_SHORT EXERCISE_
Extract each line of the data and write it out again exactly.

_LISTING_
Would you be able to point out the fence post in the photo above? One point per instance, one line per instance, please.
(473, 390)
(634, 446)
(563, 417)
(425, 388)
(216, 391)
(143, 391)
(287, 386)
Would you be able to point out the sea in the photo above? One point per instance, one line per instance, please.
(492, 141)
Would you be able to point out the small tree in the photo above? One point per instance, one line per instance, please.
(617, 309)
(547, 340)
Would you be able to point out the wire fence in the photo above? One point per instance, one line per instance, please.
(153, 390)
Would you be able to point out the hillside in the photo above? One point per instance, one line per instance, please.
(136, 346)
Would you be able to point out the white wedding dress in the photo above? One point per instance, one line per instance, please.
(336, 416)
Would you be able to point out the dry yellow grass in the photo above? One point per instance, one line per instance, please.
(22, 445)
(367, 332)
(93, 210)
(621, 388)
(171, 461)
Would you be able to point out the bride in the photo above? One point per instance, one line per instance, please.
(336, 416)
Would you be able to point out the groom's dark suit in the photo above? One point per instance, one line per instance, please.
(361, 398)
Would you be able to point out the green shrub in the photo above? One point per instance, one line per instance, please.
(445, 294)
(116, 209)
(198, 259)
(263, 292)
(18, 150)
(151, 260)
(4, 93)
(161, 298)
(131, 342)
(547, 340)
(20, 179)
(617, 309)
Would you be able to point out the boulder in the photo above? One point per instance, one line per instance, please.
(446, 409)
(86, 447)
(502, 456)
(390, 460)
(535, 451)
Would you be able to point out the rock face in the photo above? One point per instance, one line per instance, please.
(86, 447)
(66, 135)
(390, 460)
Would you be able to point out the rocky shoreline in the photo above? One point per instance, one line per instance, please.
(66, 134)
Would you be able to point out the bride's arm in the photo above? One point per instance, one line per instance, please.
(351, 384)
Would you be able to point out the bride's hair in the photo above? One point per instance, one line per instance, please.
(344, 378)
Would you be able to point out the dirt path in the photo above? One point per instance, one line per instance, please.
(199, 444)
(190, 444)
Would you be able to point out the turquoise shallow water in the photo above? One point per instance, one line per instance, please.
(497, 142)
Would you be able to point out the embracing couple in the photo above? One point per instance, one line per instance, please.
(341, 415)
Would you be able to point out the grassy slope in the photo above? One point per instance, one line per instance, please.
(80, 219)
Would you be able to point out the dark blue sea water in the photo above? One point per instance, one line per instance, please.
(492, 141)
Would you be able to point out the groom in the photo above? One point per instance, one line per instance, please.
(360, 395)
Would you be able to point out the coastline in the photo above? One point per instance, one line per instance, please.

_EXPECTED OUTPUT_
Would you be able to point out the fence post in the photo above? One point per instance, one line per instance, please.
(473, 390)
(634, 446)
(563, 417)
(425, 388)
(216, 391)
(143, 391)
(287, 386)
Would you be able to point out the sea in the photo above? One point per instance, one line per instance, please.
(492, 141)
Would you be able to point out the small tree in the photo above? One point per instance, one line per instance, please.
(617, 309)
(547, 340)
Would you be able to point out the wire fence in the photo above? One point per instance, one line per instance, please.
(153, 390)
Would you be able to point out the hillside in the photo above? One point per instance, one line per instance, please.
(136, 346)
Would you be able to point out the white wedding dress in the photo above? One point per instance, one line per instance, please.
(336, 416)
Would you be able to point out the dry yellow grass in the photo above? One point per instance, one line per instance, please.
(22, 445)
(367, 332)
(93, 210)
(621, 388)
(171, 461)
Would you be able to point out the bride in the photo above? One point per instance, one line per instance, please.
(336, 416)
Would you be able to point out the groom's dark suit in the photo above? One point per instance, one line per instance, please.
(361, 398)
Would you be able to point out the green shrub in the photo above? One point per instance, one line per instance, please.
(445, 294)
(116, 209)
(198, 259)
(263, 292)
(18, 150)
(151, 260)
(4, 93)
(161, 298)
(131, 342)
(547, 340)
(20, 179)
(617, 309)
Would you be able to point out the boulder in the photo above? One point per instance, one line per instance, please.
(446, 409)
(86, 447)
(502, 456)
(390, 460)
(535, 451)
Would you be able to point out the rock face in the photo above? One point per instance, one line per instance, please.
(86, 447)
(66, 135)
(390, 460)
Would you be able to point out the rocky shoreline in the photo above? One point per instance, one line per instance, please.
(66, 134)
Would you be able to point out the bride's arm in the photo above? One point per instance, one line per instance, please.
(351, 384)
Would you be able to point out the bride's hair in the photo above? One point per instance, one line per instance, please.
(344, 378)
Would you be able to point out the dirt path in the photo above? One point per instance, one line per instance, please.
(199, 444)
(190, 444)
Would you be able to point out the turquoise shallow water in the photo above? One point per instance, one line per instance, please.
(497, 142)
Would you be able to point out the embracing couple in the photo above? One point per instance, one line per instance, please.
(341, 415)
Would you be able to point out the grassy slope in the photo above? One point per instance, one line per instance, please.
(80, 219)
Would you be able to point out the dark blue sea water in the photo above? One point per instance, one line per instance, please.
(492, 141)
Would you be able to point out the groom in the photo above? One point per instance, one line per instance, please.
(360, 395)
Would you be able to point out the coastline in the photo above? One point per instance, one line per instance, please.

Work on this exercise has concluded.